[[ RECORDS PROVIDED open ]]

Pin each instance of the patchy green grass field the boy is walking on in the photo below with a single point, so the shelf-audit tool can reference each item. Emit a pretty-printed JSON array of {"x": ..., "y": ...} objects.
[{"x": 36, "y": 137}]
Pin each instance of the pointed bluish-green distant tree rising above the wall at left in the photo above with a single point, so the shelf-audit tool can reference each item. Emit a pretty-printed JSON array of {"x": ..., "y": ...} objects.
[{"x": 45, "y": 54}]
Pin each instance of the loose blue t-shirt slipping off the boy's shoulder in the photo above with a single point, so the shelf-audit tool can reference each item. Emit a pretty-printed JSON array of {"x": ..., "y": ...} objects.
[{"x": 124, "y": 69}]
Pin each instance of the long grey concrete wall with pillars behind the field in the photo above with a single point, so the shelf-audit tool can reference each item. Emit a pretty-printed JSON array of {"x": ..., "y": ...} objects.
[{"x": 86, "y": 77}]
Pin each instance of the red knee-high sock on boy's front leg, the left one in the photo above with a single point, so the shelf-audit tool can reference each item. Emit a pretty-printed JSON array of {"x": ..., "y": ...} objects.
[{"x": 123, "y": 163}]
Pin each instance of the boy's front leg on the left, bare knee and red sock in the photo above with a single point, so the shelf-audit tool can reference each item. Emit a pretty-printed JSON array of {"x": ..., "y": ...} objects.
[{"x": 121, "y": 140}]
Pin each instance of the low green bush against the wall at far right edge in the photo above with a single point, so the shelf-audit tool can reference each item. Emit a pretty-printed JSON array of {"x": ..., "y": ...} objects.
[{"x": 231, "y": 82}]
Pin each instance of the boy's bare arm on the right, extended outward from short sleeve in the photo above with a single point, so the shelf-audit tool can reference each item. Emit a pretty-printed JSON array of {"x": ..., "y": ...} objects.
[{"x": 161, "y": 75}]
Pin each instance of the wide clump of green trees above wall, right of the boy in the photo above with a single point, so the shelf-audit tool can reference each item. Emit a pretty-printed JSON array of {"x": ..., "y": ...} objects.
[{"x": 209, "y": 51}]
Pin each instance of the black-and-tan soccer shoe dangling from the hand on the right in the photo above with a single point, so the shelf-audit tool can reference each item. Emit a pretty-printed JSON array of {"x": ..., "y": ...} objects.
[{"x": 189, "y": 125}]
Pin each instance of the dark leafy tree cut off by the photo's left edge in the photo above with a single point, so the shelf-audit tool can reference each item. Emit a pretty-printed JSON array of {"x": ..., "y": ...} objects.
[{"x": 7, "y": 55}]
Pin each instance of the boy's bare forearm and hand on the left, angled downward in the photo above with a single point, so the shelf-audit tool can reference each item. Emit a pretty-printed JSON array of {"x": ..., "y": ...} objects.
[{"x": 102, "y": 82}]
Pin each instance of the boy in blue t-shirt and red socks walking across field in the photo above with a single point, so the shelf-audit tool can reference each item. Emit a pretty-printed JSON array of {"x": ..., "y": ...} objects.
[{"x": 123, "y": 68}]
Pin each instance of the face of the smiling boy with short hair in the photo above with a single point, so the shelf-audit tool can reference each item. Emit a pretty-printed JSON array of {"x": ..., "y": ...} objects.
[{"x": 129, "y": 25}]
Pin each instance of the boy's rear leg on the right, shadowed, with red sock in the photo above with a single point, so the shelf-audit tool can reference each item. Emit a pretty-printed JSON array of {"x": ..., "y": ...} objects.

[[ RECORDS PROVIDED closed ]]
[[ RECORDS PROVIDED open ]]

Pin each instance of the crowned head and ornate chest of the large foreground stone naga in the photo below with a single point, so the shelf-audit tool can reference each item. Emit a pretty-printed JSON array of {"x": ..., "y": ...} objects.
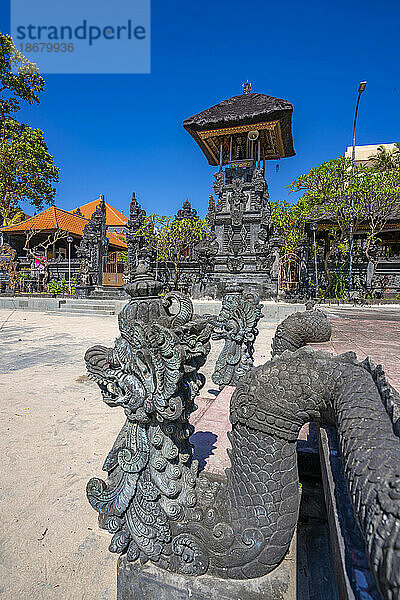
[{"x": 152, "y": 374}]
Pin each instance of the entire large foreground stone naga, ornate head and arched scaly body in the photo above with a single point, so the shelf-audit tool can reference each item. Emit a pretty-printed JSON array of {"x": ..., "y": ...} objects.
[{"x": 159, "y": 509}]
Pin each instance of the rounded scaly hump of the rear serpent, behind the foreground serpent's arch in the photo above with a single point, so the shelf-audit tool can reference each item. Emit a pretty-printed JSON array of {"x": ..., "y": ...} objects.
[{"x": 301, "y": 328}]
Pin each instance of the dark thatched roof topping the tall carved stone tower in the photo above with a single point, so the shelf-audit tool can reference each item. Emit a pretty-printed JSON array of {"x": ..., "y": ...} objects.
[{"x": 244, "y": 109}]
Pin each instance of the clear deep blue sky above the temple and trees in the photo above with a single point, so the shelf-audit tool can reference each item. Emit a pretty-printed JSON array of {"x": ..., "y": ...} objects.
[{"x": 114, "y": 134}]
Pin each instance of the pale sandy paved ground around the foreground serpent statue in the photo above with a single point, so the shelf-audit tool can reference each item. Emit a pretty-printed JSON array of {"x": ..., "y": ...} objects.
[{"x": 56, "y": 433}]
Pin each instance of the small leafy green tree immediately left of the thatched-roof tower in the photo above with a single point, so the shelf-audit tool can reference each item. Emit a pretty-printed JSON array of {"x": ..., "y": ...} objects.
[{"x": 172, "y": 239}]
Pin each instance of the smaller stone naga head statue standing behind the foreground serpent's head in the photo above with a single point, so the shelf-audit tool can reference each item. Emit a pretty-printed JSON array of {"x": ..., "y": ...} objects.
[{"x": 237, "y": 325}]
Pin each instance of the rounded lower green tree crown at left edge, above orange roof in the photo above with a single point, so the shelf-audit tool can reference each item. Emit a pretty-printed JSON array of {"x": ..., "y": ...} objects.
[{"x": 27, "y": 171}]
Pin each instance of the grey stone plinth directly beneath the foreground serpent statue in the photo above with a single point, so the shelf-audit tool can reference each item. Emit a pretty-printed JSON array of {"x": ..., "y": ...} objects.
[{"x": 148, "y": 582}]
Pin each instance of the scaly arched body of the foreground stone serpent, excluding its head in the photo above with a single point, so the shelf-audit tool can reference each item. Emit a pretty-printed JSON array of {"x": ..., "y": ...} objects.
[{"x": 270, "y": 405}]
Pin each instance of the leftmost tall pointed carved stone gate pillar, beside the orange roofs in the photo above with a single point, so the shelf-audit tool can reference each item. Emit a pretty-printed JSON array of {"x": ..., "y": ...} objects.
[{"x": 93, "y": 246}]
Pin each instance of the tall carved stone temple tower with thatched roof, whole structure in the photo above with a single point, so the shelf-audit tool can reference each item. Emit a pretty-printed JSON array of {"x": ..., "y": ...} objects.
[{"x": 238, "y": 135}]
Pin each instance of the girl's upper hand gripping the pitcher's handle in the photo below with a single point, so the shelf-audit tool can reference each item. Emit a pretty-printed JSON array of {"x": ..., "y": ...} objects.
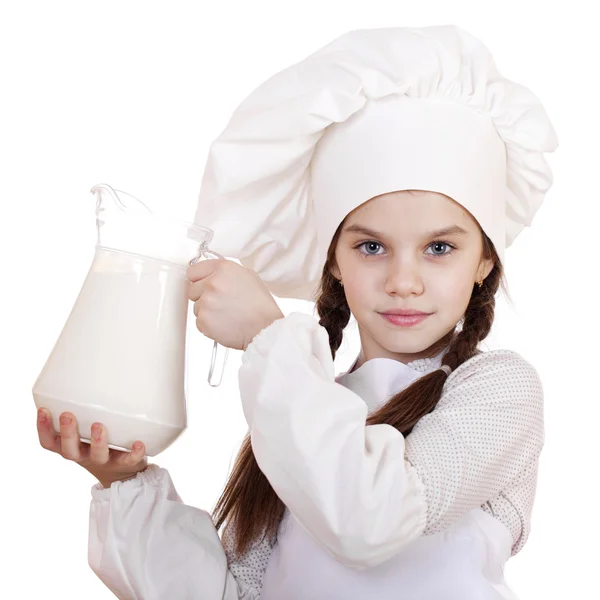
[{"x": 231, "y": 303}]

[[ RECORDS PROVIDED closed ]]

**INSTRUCTIONS FOR THE TASK:** Using only the listing above, restate exactly the lines from the line containing "Pin each instance of the dark leafy" through the line containing "Pin each instance of the boy's rear", both included.

**TASK ANSWER:**
Pin each instance of the dark leafy tree cut off by the photo's left edge in the photo above with a single point, so the shelf-audit tool can reference each item. Emit a pretty-printed JSON array of {"x": ..., "y": ...} objects.
[{"x": 7, "y": 55}]
Pin each instance of the boy's bare forearm and hand on the left, angled downward in the photo above with a single point, so the shelf-audit tool can reference each item. Emit a pretty-printed JSON array of {"x": ..., "y": ...} objects.
[{"x": 102, "y": 82}]
Pin each instance of the boy in blue t-shirt and red socks walking across field in the photo above with a single point, so the shelf-audit tool can reference each item. Emit a pretty-printed JSON array of {"x": ..., "y": ...} objects.
[{"x": 123, "y": 68}]
Pin each instance of the face of the smiling boy with short hair in the photo above with a single point, so the shelf-audit tool can reference each item. Emit a pretty-printed JSON array of {"x": ..., "y": ...} objects.
[{"x": 129, "y": 25}]
Pin each instance of the boy's rear leg on the right, shadowed, with red sock in the photo above with a single point, so the shelf-audit tool can reference each item. Emit a pretty-printed JSON array of {"x": ..., "y": ...} objects.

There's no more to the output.